[PASSAGE TO READ]
— Start —
You can now add your SQL and Python files in this directory (see sections below). This will create a new DAG in Airflow called `my-first-viewflow-dag` that will be triggered every day at 6 AM UTC as of January 1, 2021. All failed tasks will be retried once.
### View metadata
Viewflow expects some metadata that must be included in the SQL and Python files (examples follow). Here are the fields that should be included in a `yml` format:
* **owner**: The owner of the view (i.e., who is view responsible). The owner appears in Airflow and allows users to know who they should talk to if they have some questions about the view.
* **description**: What is the view about. Viewflow uses this field as a view comment in the database. The description can be retrieved in SQL (see Section [*Query the views*](https://github.com/datacamp/viewflow#query-the-views)).
* **fields (list)**: Description of each column of the view. Viewflow uses these fields as column comments in the database. The column descriptions can be retrieved in SQL (see Section [*Query the views*](https://github.com/datacamp/viewflow#query-the-views)).
— End —
[Object point labels]
— Start —
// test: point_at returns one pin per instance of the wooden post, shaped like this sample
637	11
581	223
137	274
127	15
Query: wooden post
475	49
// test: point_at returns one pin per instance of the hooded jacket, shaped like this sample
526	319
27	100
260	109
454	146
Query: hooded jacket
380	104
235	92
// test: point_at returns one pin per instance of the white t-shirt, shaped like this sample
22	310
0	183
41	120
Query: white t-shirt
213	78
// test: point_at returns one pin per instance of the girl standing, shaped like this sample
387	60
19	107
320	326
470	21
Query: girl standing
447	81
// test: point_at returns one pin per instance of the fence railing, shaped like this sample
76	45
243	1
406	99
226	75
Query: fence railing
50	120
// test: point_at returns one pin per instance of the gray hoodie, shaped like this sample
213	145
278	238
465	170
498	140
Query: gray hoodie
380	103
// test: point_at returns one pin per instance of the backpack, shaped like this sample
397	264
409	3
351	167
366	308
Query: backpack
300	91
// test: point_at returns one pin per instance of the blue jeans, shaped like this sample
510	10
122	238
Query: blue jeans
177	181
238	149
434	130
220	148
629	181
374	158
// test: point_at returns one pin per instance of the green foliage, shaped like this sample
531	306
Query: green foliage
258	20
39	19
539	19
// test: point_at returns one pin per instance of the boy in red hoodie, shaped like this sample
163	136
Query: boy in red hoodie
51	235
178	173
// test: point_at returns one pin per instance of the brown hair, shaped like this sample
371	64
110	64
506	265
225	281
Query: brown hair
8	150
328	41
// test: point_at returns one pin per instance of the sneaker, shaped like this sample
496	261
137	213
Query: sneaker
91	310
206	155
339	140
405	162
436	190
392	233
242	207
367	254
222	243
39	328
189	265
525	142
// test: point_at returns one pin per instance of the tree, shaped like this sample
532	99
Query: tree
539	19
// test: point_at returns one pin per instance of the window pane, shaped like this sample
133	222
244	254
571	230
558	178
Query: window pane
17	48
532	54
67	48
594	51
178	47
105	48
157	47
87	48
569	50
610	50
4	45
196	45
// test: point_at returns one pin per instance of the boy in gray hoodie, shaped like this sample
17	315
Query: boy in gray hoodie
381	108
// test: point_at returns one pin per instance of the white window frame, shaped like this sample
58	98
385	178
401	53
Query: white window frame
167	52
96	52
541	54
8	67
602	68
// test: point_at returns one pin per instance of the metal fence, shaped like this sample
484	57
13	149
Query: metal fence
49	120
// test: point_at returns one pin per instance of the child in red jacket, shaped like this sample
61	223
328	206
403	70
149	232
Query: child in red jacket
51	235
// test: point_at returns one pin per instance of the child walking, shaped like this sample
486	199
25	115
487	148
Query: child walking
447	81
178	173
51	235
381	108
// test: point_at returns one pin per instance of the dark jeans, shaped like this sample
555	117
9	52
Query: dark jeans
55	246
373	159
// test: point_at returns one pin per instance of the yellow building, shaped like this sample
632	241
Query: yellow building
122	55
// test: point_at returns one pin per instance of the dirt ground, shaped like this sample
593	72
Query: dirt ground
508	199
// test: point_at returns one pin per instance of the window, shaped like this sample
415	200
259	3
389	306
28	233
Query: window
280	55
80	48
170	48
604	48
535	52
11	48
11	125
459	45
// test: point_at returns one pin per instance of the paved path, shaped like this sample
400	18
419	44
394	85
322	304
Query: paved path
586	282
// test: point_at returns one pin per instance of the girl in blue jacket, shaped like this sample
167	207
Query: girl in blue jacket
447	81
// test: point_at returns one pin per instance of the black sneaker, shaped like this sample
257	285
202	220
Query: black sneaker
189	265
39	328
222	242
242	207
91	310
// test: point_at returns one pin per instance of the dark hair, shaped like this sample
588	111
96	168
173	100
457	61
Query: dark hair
— End —
[GIVEN EXERCISE A]
Copy the listing without changes, starting at the line that contains "black sneaker, shaped like this sample" and continuing through the final line of the listing.
[GIVEN EXERCISE B]
Write what comes next in the passage on Viewflow view metadata, picking up right after its last sentence.

[EXERCISE OUTPUT A]
// test: point_at returns one pin per instance of the black sneaker, shaped like this sample
257	285
202	220
Query: black sneaker
189	265
39	328
222	242
242	207
91	310
// test: point_at returns one pin per instance of the dark hair, shaped like this sample
588	111
96	168
173	100
457	61
Query: dark hair

[EXERCISE OUTPUT B]
* **schema**: The name of the schema in which Viewflow creates the view. It's also used by Viewflow to create the dependencies.
* **connection_id**: Airflow connection name used to connect to the database (See Section [*Create an Airflow connection to your destination*](https://github.com/datacamp/viewflow#create-an-airflow-connection-to-your-destination)).The newly created view has the same name as the filename of the SQL query, Python script or R(md) script.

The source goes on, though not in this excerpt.